* **DIRECTIONS**: In the Edward O. Thorp excerpt on stock prices, what is the bid?

* **EXTRACT PROVIDED**:
Edward O. Thorp (A Man for All Markets: From Las Vegas to Wall Street, How I Beat the Dealer and the Market)
This is because every stock has a bid price and an offer (or "ask") price. The bid is the price at which someone is willing to buy the stock. The offer is the price at which someone is willing to sell the stock. Memorize this phrase right now: “You sell to the bid, and you buy from the ask.

* **SUPPLIED RECORDS**:
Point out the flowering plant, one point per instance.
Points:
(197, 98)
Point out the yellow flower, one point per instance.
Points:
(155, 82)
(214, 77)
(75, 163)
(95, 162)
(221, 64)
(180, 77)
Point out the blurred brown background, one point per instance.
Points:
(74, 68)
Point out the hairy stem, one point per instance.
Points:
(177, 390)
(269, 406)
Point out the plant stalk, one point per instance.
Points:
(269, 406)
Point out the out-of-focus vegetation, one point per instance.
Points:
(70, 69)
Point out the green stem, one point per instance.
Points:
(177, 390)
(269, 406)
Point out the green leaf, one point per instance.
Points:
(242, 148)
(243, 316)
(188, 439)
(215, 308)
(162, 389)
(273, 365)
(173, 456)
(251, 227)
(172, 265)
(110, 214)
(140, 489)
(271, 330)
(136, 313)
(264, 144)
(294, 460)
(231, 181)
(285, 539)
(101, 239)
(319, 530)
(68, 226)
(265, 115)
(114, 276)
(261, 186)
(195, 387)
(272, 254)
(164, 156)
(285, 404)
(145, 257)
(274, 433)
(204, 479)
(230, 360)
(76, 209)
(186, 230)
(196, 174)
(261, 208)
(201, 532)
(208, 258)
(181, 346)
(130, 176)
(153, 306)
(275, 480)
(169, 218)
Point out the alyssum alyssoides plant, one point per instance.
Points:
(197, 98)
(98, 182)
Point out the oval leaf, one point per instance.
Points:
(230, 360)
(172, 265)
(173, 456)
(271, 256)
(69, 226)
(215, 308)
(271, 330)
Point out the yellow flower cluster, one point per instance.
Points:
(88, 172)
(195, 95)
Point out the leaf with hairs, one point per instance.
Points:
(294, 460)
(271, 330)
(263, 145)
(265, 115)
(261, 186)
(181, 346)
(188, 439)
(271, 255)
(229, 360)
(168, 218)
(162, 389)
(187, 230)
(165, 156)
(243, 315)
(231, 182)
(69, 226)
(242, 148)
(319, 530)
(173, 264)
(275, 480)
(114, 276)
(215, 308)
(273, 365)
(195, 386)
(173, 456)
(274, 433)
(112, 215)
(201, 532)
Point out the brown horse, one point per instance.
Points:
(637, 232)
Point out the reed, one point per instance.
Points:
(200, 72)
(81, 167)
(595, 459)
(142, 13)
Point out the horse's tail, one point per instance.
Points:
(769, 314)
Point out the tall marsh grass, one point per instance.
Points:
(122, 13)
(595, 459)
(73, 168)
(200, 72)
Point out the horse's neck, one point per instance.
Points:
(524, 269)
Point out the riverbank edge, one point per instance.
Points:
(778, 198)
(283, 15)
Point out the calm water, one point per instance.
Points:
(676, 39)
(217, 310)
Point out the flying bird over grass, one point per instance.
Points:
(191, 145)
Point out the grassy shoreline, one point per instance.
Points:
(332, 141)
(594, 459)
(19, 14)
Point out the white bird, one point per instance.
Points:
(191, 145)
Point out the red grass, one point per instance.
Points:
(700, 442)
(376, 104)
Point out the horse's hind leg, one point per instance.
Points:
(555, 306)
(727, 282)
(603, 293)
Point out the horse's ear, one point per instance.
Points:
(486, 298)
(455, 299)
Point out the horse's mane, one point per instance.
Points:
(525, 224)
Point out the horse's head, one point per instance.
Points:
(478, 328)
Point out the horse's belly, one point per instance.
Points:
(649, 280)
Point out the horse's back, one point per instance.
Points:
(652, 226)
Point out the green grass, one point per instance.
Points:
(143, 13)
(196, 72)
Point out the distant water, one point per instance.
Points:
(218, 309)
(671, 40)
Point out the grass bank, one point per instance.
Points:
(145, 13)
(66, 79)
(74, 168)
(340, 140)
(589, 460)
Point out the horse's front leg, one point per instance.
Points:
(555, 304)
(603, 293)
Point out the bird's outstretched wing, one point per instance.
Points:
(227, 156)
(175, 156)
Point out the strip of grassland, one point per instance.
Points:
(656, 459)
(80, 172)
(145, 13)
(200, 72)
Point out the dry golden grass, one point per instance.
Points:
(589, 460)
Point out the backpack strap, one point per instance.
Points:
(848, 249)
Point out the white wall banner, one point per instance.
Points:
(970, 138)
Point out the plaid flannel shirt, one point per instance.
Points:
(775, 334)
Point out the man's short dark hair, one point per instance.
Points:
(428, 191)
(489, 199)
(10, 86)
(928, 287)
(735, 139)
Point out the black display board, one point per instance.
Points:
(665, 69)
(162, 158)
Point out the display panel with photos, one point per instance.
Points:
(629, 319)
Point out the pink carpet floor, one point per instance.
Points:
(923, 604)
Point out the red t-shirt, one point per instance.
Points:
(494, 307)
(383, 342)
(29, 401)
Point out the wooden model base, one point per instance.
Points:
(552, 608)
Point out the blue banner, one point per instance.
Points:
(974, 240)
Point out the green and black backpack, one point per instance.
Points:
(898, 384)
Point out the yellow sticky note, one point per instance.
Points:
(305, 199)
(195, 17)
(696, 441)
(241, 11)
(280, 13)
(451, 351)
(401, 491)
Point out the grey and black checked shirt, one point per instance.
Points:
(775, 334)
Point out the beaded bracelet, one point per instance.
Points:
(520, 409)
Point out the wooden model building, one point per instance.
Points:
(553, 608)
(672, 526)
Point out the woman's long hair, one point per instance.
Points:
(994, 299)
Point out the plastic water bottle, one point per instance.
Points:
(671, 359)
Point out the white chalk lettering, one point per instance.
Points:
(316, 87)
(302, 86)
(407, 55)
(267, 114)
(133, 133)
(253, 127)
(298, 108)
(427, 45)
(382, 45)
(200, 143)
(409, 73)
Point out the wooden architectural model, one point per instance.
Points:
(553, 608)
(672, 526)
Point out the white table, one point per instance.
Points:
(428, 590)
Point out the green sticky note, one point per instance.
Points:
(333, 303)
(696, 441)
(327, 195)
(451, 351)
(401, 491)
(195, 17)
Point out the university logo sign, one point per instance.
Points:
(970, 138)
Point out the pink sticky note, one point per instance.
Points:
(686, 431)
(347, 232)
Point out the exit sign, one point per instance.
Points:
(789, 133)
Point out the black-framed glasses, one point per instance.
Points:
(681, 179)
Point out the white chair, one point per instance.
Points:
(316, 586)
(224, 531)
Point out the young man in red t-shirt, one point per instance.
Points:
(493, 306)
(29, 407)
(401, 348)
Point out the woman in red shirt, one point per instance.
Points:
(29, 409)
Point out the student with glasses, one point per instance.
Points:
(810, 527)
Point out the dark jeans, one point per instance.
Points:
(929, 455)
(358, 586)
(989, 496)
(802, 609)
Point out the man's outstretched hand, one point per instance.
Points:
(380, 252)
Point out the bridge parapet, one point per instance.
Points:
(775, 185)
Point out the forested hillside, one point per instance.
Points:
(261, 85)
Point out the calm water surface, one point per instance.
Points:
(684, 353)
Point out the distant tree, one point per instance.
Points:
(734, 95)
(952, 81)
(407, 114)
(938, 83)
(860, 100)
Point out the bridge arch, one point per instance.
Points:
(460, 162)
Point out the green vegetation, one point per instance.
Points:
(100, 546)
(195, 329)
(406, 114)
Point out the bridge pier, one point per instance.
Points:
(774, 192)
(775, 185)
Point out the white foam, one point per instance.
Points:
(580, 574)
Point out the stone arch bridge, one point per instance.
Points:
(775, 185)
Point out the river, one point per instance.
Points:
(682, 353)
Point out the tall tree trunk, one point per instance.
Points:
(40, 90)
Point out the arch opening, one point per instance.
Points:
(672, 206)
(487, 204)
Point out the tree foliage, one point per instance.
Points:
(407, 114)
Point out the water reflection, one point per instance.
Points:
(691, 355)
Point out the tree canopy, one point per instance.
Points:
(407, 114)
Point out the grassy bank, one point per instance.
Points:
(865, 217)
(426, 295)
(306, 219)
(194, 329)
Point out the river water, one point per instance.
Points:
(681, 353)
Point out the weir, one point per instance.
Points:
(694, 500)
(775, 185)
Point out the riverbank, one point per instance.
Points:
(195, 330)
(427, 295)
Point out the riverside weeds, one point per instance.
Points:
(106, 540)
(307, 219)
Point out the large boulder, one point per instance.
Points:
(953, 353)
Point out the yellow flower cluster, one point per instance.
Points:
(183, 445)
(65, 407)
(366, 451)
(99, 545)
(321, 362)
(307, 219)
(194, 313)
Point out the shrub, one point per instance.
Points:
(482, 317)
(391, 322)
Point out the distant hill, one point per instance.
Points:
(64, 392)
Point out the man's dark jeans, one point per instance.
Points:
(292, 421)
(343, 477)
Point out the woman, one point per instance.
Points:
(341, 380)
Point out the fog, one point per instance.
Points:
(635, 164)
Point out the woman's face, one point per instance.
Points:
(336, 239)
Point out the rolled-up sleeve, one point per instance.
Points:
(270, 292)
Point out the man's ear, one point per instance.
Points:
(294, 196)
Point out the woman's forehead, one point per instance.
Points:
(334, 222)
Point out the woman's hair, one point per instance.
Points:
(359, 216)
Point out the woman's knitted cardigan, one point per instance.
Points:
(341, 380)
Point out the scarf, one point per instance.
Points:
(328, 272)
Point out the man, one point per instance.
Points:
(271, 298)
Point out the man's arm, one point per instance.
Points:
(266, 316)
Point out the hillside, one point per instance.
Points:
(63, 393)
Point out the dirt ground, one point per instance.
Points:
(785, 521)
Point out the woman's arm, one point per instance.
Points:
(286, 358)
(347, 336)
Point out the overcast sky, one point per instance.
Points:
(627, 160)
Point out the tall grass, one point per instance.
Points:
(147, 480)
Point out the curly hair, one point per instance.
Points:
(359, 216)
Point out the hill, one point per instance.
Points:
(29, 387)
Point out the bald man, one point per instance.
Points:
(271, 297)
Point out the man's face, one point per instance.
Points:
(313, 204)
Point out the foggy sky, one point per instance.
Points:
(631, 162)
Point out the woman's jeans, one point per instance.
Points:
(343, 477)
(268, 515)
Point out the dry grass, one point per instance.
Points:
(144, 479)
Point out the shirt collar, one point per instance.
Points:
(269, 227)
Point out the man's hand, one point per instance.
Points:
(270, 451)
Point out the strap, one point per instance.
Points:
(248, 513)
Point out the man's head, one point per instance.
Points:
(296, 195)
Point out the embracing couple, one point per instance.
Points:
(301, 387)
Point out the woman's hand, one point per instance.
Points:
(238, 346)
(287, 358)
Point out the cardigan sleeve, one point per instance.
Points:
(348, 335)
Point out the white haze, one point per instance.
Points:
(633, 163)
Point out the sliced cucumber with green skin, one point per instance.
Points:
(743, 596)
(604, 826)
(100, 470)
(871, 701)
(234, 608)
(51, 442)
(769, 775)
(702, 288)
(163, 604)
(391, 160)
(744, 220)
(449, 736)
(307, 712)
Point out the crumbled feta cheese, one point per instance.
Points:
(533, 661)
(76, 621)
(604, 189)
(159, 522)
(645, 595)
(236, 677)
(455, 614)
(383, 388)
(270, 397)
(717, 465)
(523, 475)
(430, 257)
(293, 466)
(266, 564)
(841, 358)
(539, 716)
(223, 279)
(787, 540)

* **ANSWER SECTION**: The price at which someone is willing to buy the stock.